Retype the lines below exactly, covering only the stretch from the line containing "of the house" through the line containing "(1296, 190)".

━━━ RECORDS SHOWN

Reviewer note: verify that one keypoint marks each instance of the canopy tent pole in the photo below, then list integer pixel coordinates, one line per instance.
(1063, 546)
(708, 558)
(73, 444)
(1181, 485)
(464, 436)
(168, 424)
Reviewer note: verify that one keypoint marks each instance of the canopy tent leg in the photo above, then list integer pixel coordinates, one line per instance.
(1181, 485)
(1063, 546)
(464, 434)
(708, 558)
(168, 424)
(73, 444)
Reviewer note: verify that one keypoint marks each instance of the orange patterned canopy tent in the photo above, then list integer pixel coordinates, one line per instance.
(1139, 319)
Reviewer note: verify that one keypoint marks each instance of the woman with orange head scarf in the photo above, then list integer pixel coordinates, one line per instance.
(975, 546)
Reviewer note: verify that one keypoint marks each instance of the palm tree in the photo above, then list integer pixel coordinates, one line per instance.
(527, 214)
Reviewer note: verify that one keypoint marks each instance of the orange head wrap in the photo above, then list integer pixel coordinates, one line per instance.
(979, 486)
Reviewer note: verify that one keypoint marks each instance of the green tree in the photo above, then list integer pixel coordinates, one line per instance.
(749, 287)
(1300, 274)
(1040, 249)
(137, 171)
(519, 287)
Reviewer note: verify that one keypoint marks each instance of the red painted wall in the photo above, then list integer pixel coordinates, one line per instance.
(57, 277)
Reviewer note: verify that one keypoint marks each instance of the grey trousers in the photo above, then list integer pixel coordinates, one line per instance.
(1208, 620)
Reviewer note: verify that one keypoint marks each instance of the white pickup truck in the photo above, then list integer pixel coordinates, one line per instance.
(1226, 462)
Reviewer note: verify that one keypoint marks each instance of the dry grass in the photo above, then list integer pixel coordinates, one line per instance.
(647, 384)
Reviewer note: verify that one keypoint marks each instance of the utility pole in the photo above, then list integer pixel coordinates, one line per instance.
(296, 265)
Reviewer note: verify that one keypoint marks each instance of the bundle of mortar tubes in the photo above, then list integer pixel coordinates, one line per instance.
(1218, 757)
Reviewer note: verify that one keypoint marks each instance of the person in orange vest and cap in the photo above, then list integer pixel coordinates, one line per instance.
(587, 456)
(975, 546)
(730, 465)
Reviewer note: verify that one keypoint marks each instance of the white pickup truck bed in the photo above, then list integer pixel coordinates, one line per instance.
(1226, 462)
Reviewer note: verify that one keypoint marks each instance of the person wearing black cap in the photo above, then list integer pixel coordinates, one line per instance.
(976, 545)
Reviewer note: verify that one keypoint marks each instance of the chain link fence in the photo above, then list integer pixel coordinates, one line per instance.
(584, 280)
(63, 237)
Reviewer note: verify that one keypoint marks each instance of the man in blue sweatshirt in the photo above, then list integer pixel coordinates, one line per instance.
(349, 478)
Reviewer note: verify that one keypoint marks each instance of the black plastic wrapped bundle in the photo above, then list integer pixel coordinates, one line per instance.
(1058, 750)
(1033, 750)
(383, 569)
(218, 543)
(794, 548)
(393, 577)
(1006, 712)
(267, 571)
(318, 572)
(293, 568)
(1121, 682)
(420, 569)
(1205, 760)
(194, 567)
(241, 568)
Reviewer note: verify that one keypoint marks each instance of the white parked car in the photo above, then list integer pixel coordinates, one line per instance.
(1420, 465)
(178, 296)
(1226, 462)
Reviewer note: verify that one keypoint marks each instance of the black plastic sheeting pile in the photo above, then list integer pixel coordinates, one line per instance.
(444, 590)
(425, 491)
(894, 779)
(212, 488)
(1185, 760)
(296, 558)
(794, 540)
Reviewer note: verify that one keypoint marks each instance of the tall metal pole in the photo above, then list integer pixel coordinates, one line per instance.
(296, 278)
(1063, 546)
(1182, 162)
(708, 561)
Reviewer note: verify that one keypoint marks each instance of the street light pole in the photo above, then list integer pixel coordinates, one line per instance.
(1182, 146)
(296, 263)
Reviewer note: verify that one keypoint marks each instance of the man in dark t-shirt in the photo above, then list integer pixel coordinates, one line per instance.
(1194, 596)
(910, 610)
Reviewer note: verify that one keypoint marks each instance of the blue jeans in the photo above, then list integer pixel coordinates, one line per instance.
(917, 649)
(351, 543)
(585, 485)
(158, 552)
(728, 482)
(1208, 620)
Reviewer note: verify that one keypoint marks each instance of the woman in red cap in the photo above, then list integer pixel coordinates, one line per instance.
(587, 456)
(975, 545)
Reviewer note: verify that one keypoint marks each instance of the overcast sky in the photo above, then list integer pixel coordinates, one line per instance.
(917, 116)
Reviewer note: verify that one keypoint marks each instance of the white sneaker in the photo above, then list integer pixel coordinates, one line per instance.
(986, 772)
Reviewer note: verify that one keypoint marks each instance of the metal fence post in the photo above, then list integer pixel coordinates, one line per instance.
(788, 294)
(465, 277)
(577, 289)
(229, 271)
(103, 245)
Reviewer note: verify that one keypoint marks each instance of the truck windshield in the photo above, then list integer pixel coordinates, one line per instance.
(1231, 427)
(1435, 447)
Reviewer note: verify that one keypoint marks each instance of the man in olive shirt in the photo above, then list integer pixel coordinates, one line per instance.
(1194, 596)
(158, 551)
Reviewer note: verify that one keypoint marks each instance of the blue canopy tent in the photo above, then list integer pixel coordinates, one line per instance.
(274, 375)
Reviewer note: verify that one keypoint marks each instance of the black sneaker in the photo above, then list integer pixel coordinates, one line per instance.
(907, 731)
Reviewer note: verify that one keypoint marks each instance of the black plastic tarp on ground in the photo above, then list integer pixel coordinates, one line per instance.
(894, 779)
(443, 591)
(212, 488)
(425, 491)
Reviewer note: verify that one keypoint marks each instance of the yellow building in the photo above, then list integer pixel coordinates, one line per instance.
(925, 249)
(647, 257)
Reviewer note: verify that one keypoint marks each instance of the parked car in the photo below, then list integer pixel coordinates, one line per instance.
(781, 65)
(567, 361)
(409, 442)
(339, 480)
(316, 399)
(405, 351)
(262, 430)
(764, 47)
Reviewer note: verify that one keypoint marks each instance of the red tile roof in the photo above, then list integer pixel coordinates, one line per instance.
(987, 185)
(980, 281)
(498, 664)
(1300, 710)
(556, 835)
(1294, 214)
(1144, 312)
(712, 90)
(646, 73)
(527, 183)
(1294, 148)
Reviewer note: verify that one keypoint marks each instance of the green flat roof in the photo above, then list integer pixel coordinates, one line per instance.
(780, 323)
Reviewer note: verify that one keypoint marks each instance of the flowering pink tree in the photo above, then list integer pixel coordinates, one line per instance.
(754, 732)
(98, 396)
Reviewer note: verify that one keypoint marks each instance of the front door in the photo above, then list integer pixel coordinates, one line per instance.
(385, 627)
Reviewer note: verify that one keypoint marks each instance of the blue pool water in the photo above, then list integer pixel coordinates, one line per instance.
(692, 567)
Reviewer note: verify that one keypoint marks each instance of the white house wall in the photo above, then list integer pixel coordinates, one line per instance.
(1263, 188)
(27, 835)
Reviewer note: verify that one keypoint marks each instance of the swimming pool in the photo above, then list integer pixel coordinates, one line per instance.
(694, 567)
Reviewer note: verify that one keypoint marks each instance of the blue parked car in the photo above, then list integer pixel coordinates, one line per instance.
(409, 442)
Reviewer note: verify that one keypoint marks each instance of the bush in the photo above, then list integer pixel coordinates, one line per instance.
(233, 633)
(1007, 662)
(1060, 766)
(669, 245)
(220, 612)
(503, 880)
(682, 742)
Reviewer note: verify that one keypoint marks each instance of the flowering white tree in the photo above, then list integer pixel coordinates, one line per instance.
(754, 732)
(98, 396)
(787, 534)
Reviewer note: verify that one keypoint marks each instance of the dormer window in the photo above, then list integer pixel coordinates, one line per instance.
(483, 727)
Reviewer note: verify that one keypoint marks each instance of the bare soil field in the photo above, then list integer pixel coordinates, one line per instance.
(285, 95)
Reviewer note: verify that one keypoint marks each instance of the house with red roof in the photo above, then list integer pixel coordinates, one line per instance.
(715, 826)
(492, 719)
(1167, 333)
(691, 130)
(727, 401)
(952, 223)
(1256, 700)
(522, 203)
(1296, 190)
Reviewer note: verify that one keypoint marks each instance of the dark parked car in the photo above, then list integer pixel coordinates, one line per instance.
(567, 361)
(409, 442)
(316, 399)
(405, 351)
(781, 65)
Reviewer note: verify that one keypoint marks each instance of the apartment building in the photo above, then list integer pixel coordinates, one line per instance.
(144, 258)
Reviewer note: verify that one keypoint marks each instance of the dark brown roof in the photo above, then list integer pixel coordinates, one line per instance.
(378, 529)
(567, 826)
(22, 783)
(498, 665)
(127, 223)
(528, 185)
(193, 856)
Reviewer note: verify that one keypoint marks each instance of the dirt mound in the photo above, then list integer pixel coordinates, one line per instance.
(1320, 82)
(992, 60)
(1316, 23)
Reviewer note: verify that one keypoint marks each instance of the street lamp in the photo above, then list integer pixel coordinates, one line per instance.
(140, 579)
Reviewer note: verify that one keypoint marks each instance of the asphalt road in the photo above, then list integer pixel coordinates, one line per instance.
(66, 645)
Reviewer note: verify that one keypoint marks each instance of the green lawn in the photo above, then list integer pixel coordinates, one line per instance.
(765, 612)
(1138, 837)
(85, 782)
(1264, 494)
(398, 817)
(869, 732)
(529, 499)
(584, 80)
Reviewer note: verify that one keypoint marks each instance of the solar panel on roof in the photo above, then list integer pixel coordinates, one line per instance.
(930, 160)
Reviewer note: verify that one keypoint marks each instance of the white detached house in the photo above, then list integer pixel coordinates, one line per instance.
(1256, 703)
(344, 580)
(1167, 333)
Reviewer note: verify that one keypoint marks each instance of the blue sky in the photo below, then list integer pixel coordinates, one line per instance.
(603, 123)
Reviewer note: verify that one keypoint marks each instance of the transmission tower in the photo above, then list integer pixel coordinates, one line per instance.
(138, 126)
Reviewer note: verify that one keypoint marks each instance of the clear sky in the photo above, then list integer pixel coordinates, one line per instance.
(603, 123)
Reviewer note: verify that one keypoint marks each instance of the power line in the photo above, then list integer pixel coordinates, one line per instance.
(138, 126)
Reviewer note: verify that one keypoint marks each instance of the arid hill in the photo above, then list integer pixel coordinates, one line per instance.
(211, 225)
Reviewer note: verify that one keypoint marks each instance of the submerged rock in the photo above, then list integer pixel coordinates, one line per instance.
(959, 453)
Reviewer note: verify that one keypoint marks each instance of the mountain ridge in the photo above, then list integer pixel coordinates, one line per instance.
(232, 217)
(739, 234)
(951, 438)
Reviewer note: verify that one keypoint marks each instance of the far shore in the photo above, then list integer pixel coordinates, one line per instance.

━━━━━━

● FULL ANSWER
Reviewer note: verify that one keypoint marks each instance of the house with red roof in the photo above, then list integer pixel coordinates, one line per instance.
(715, 826)
(492, 719)
(1167, 333)
(691, 130)
(727, 401)
(952, 223)
(1256, 700)
(522, 203)
(1296, 190)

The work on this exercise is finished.